*ЦЕЛЬ ЗАДАНИЯ*: Перечислите все строки приведенного ниже материала, содержащие слово «left». Каждую строку воспроизведите полностью.
------ ИСХОДНЫЕ ДАННЫЕ
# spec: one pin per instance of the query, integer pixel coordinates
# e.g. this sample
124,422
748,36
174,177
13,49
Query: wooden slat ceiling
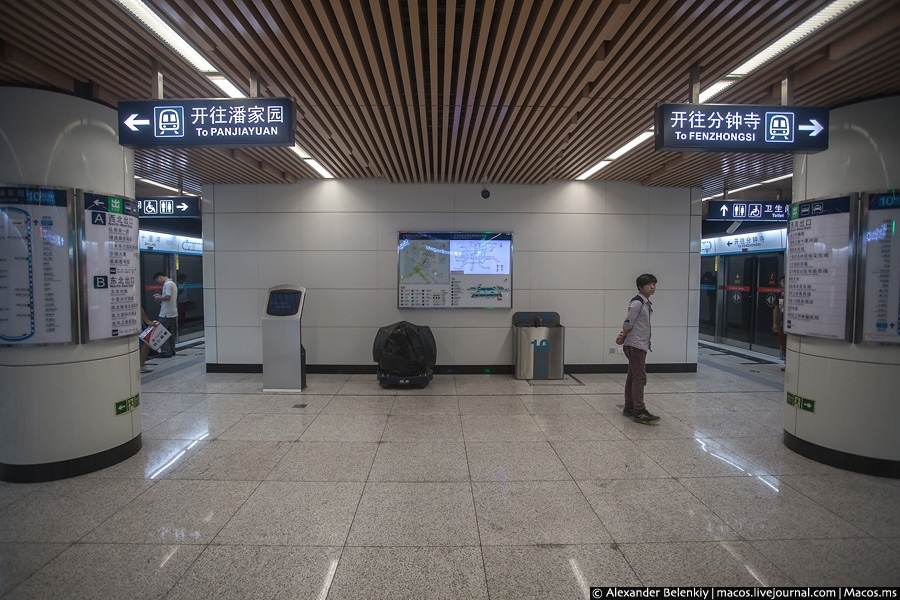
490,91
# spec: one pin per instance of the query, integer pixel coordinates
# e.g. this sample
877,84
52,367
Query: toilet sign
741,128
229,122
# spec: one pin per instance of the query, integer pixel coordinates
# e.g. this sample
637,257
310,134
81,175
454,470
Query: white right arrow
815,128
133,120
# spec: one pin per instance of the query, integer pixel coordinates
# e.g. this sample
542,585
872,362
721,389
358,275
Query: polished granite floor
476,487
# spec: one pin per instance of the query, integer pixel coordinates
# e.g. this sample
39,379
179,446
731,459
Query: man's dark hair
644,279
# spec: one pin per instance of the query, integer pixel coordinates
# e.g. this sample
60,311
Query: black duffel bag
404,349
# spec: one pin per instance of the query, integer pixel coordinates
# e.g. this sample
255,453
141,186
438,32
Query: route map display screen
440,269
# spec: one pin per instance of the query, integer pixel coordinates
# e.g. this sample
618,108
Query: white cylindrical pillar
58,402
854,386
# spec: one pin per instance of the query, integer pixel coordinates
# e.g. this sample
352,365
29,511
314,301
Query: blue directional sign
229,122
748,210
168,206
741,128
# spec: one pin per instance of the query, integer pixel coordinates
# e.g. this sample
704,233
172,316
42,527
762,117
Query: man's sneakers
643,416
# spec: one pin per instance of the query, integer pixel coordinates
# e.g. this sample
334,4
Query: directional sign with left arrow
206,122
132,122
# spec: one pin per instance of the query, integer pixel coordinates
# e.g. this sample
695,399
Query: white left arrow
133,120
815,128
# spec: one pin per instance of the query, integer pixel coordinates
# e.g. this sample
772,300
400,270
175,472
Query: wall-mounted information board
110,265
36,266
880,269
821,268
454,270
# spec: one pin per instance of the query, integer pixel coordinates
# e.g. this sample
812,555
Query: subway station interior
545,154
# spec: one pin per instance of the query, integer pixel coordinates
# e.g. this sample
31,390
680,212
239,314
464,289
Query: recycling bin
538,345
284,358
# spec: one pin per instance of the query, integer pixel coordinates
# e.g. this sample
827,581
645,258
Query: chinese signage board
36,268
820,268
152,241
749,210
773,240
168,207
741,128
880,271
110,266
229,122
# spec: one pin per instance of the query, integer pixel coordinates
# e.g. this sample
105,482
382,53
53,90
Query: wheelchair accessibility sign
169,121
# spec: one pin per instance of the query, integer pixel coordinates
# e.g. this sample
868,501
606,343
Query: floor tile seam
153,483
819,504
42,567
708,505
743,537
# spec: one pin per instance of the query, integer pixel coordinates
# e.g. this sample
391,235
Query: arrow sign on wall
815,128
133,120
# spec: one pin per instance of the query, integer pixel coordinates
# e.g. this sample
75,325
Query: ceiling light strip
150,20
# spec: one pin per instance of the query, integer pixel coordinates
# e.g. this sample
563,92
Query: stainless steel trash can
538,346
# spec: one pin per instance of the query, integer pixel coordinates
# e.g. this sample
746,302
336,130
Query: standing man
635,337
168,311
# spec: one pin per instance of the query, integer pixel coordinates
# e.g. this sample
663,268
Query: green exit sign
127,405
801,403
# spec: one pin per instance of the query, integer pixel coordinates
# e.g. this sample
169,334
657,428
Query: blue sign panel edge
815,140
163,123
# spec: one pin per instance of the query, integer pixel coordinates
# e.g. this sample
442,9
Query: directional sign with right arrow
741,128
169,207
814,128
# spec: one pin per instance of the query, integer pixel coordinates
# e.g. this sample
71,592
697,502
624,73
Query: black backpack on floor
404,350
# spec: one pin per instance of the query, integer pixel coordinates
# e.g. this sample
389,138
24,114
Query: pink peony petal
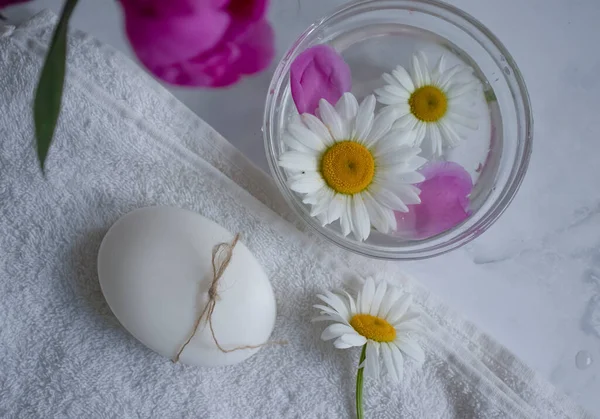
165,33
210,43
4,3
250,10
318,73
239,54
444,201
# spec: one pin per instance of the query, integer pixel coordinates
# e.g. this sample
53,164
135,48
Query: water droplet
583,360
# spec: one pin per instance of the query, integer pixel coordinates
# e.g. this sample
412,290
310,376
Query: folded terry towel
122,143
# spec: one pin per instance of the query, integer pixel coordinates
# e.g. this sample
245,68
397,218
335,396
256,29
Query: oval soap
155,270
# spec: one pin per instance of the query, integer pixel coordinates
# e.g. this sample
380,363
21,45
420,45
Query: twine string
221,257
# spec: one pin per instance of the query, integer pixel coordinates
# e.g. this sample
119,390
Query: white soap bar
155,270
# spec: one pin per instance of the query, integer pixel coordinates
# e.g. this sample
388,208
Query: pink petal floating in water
------------
*РЕШЕНИЕ ЗАДАНИЯ*:
Query: directional sign with left arrow
Query: white left arrow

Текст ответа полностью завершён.